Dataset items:
***

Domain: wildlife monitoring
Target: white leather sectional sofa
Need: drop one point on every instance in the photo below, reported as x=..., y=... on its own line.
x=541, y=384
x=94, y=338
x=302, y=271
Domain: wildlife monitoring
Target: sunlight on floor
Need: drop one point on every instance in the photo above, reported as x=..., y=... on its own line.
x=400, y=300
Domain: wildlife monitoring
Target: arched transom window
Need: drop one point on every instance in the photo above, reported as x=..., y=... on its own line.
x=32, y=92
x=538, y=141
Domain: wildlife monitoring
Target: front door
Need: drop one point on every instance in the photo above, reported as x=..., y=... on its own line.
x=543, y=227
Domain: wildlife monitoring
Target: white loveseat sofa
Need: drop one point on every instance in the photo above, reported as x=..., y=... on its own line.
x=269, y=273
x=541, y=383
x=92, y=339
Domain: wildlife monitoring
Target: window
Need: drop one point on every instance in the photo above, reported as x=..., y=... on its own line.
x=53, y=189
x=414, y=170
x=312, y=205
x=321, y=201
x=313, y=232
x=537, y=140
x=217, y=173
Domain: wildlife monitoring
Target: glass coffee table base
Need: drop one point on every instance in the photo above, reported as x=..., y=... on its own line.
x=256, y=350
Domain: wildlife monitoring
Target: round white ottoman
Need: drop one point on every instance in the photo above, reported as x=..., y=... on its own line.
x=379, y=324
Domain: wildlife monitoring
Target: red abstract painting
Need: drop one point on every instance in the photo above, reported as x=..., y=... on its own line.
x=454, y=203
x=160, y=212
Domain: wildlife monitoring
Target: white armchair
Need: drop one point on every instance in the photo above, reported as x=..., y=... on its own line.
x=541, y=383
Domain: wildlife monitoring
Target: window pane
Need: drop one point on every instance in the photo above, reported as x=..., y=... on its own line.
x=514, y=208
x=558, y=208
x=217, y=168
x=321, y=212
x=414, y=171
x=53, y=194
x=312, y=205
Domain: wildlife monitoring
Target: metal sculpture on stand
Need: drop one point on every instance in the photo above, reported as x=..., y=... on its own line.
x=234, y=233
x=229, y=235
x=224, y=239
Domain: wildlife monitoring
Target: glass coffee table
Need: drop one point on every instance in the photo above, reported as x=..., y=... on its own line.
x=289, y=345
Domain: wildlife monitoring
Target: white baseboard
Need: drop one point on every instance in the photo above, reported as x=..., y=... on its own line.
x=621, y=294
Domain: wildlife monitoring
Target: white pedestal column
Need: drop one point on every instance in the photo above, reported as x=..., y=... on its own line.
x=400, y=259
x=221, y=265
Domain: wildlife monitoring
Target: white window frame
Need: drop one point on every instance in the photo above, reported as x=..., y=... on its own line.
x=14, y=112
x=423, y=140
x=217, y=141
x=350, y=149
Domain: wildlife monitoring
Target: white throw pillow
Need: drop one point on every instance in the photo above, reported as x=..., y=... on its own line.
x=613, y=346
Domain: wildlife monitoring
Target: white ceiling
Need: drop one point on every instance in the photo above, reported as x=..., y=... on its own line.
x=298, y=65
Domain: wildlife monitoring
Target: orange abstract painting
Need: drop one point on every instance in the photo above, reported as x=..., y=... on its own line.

***

_Assignment_. Using the data above, restate every record word for word.

_Answer area_.
Domain: wildlife monitoring
Target: white leather sectional sofa
Need: drop one point on every instance in the photo below, reported as x=..., y=... on its own line.
x=541, y=384
x=94, y=338
x=302, y=271
Domain: wildlife monitoring
Target: sunlight on floor
Need: drop one point on every instance in the photo above, reported as x=..., y=... on its own line.
x=400, y=300
Domain: wildlife monitoring
Target: arched transom window
Need: drop one point on every instance in the photo above, reported as x=..., y=... on its own line.
x=32, y=92
x=538, y=141
Domain: wildlife monitoring
Target: front door
Need: drop one point on every instance in the photo above, reported as x=..., y=... on its own line.
x=543, y=227
Domain: wildlife monitoring
Target: white loveseat sofa
Need: drop one point on every instance in the photo above, reported as x=..., y=... on its own line.
x=269, y=273
x=541, y=383
x=92, y=339
Domain: wildlife monitoring
Target: window
Need: drop one point on every instance in the photo above, reported as x=..., y=... on its own line.
x=53, y=189
x=414, y=170
x=312, y=205
x=321, y=201
x=313, y=232
x=537, y=140
x=217, y=173
Domain: wildlife monitoring
Target: glass coffee table base
Need: drop one point on every instance in the photo above, reported as x=..., y=... on its own line.
x=256, y=350
Domain: wildlife monitoring
Target: round white ottoman
Need: drop one point on every instance in the photo above, reported as x=..., y=... on its own line.
x=379, y=324
Domain: wildlife monitoring
Target: red abstract painting
Need: drop one point on every instance in the photo above, reported as x=..., y=... on its own line.
x=454, y=203
x=160, y=212
Domain: wildlife monitoring
Target: white armchair
Need: drop one point on every instance in the photo above, reported as x=..., y=... on its own line.
x=541, y=383
Domain: wildlife monitoring
Target: window pane
Need: drop one point on every instance in the photo above, reported as x=..., y=... on its own line.
x=514, y=208
x=558, y=208
x=217, y=168
x=321, y=212
x=414, y=171
x=53, y=194
x=312, y=205
Domain: wildlife monitoring
Target: metal sculpture on stand
Need: drop one point on every instance in the photo above, reported as x=..., y=... on its own line.
x=234, y=233
x=229, y=235
x=224, y=239
Domain: wildlife monitoring
Target: glass coffee table
Need: drop one point on every instance in the photo above, reported as x=..., y=... on its own line.
x=289, y=345
Domain: wildlife monitoring
Target: white baseboard
Need: drop one point on every instance in the photo above, reported as x=..., y=... on its own line.
x=621, y=294
Domain: wildlife monitoring
Target: white pedestal column
Need: drop one point on every instance in the photo above, reported as x=..., y=... on its own line.
x=400, y=259
x=221, y=265
Domain: wildlife monitoring
Target: white window frame
Need: drop one point on every instance in the photo above, reported as x=..., y=... on its own line.
x=14, y=112
x=423, y=140
x=217, y=141
x=350, y=149
Domain: wildlife monitoring
Target: white throw pillow
Need: drop one point on every instance in the photo above, reported as x=..., y=... on its own line.
x=613, y=346
Domain: wildlife monitoring
Target: white ceiling
Need: drop one point on every instance in the photo above, reported as x=..., y=... on its own line.
x=298, y=65
Domain: wildlife monitoring
Target: orange abstract painting
Need: drop one point on every instance in the photo above, reported as x=..., y=... on its own line.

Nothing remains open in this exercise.